-- Start of Text section --
# Large Meteor Seen From Cebu



## Maxx62 (Dec 31, 2013)

Did anyone else happen to see a large meteor streaking across the southern sky at approximately 5:45 pm (November 15, 2017)? The meteor appeared to be somewhat disc shaped, and was traveling in a south to southeast direction. Also, it was about 22 degrees above the horizon, and appeared to be gradually descending as it moved forward. I was able to observe its for about three to four seconds before it eventually broke up into three pieces and then dipped out of sight. Its impossible to say how big it was, but it appeared to be large enough to have a distinct round shape to it. I expected there to be a loud sonic boom, but I didn't hear anything. I don't believe in UFOs, so I'm gonna assume that it was just a big rock of some sort.


----------



## Gary D (Oct 28, 2013)

Not just little rocketman testing whist Trump is in the area.


----------



## Maxx62 (Dec 31, 2013)

Gary D said:


> Not just little rocketman testing whist Trump is in the area.


Hmm...Could be.


----------



## Stevesolar (Dec 21, 2012)

Hi,
That was probably a satellite re-entering the Earths atmosphere and breaking up.
There was one over Dubai in October.
No, it wasn't a meteor! Russian spacecraft breaks up over UAE sky | GulfNews.com

Cheers
Steve


----------



## fmartin_gila (May 15, 2011)

Read an article maybe 2 or 3 weeks ago that there was a Chinese older satellite which was starting to vary from its orbit and would come down in the near future. Could have been it burning & breaking up on reentry.

Fred


----------



## Maxx62 (Dec 31, 2013)

fmartin_gila said:


> Read an article maybe 2 or 3 weeks ago that there was a Chinese older satellite which was starting to vary from its orbit and would come down in the near future. Could have been it burning & breaking up on reentry.
-- End of Text section --
-- Start of Information supplied --
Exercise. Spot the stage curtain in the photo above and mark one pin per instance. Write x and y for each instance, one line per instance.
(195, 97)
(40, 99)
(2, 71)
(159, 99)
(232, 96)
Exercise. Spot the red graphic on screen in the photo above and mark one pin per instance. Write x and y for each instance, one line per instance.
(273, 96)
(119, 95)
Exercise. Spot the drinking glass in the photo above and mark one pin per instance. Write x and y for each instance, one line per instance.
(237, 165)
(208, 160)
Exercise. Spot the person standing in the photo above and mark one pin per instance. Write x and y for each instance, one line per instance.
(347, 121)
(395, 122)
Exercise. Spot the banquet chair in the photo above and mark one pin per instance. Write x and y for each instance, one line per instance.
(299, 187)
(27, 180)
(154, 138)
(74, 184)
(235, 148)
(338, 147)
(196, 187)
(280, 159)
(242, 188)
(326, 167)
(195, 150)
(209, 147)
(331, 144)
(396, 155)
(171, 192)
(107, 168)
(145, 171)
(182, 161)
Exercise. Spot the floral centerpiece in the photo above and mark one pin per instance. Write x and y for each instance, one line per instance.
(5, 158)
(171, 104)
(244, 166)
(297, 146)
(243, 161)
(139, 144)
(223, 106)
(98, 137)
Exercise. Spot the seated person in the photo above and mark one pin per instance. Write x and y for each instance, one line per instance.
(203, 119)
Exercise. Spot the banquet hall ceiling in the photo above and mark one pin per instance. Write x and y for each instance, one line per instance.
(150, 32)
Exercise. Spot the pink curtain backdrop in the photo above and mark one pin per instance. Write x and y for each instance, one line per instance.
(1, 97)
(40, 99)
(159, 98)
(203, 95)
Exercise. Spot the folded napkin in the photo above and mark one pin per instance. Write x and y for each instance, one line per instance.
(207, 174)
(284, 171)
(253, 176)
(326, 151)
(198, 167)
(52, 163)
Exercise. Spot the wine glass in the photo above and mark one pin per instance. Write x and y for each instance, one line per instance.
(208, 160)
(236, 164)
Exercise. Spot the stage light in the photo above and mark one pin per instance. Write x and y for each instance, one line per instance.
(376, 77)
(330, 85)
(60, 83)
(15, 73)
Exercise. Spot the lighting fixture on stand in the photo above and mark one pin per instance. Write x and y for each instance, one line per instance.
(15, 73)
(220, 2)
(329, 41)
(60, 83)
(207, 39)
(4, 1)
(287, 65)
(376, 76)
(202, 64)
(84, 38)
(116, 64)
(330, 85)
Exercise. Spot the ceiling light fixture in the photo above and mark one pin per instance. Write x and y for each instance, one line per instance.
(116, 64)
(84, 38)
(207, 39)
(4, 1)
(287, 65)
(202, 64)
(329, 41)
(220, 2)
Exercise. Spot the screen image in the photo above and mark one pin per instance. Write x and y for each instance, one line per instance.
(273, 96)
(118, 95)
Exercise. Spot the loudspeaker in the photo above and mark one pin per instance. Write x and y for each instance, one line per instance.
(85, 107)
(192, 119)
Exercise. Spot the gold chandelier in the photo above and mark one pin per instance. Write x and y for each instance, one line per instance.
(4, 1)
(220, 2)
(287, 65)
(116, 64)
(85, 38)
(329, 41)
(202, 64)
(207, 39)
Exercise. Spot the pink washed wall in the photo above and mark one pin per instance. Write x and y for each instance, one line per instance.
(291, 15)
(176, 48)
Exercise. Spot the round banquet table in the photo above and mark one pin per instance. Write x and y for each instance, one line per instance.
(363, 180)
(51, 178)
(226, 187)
-- End of Information supplied --
## Work instructions
#1 In the meteor thread, how many pieces did the object break into before it dipped out of sight?
#2 Pick up the Cebu meteor thread from its last line and keep it going.

## Outputs for the tasks
#1 Three pieces.

#2
> 
> Fred


Given the fact that there was no sonic boom, I'm guessing that a falling satellite is the most likely explanation. I was kinda hoping that someone else may have seen it, because it really was a spectacular sight. 

One night back in 2012, my wife and I were driving on Highway 4, just a few miles northeast of San Francisco, when suddenly there was a bright green flash way up in the sky followed by an explosion sound that was so loud, that for the first few minutes I was worried that someone may have set off a baby nuke. A few minutes later they did a news break on the radio to announce that a meteorite had just broken up over the North Bay Area a few miles from our location. I think that we were about 25 - 30 miles from where the meteorite broke up, but the sound was so absolutely loud that the interior of my car actually reverberated from the pressure wave. (People actually slowed down on the freeway.)

The meteoroid I saw last night was a lot bigger than the one that I observed back in 2012, and when I saw that disk shape moving across the sky I said to myself, that is going to make a very very very big boom, but then nothing.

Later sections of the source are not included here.